§ PAGE EXTRACT:
United States District Court, D. Maryland

November 30, 2016

IN RE CTP INNOVATIONS, LLC, PATENT LITIGATION Nos. 14-cv-3894-MJG, 14-cv-3884-MJG, 14-cv-3886-MJG, 14-cv-3887-MJG, 14-cv-3888-MJG, 14-cv-3889-MJG, 14-cv-3890-MJG, 14-cv-3893-MJG, 15-cv-1469-MJG, 15-cv-1470-MJG, 15-cv-1471-MJG, 15-cv-1550-MJG, 15-cv-1646-MJG, 15-cv-1692-MJG, 15-cv-1693-MJG, 15-cv-1807-MJG, 15-cv-1813-MJG, 15-cv-1975-MJG, 15-cv-2016-MJG, 15-cv-2052-MJG, 15-cv-2389-MJG, 15-cv-2391-MJG, 15-cv-2682-MJG, 15-cv-3123-MJG, 15-cv-3124-MJG Date Event Rights Owner Individual Case Nos. ECF No.

          MEMORANDUM & ORDER RESOLVING MOTIONS

          Marvin J. Garbis United States District Judge

         The Court has before it the following motions:

Defendants' Consolidated Motion to Dismiss Under 35 U.S.C. Section 101 [ECF No. 343];
Defendants' Consolidated Rule 12 Motion to Dismiss or, Alternatively, for Judgment on the Pleadings [ECF No. 345]; Defendants' 12(b)(6) Motion to Dismiss Willful Infringement Claims [ECF No. 346][1]; and
Defendants' Joint Rule 12(b)(1) Motion to Dismiss for Lack of Subject Matter Jurisdiction due to Plaintiff's Lack of Standing [ECF No. 354],
together with the materials submitted relating thereto.

         The Court has held a hearing and has had the benefit of the arguments of counsel.

         I. BACKGROUND

         Plaintiff, CTP Innovations, LLC (“CTP”) is a non-practicing patent assertion entity. In March 2013, CTP obtained a purported assignment of United States Patent Nos. 6, 611, 349 (“the ‘349 Patent”) and 6, 738, 155 (“the ‘155 Patent”) (collectively, “the Patents in Suit”) from Media Innovations, LLC (“Media”). The Patents in Suit pertain to systems and methods relating to the printing industry.

§ DATA PROVIDED:
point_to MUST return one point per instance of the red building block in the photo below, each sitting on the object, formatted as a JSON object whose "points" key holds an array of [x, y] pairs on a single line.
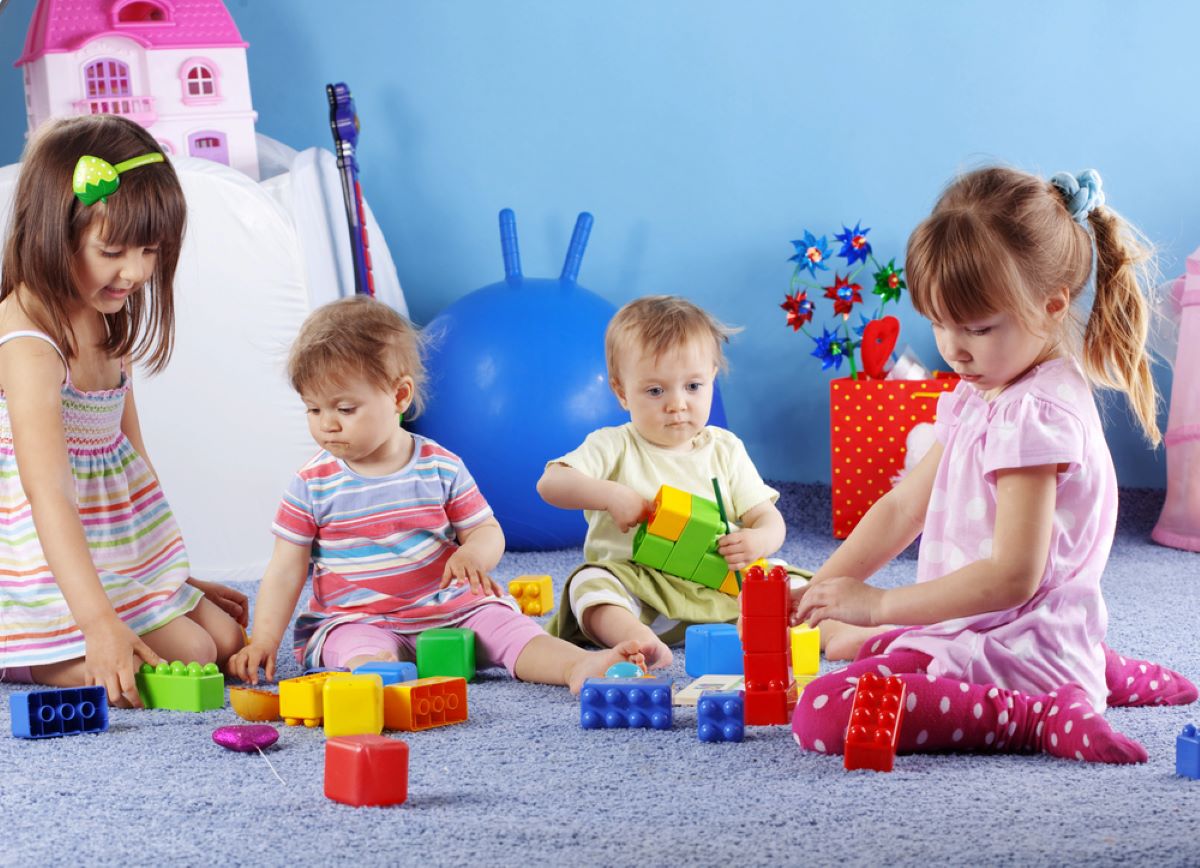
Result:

§ REQUESTS:
A – In the court memorandum, in what month and year did CTP obtain the assignment of the two patents?
B – Using the court memorandum, explain why the defendants' joint Rule 12(b)(1) motion says the court lacks subject matter jurisdiction.

§ ANSWERS GIVEN:
A – March 2013.

B – The motion asks the court to dismiss for lack of subject matter jurisdiction. It says that lack of jurisdiction comes from the plaintiff's lack of standing.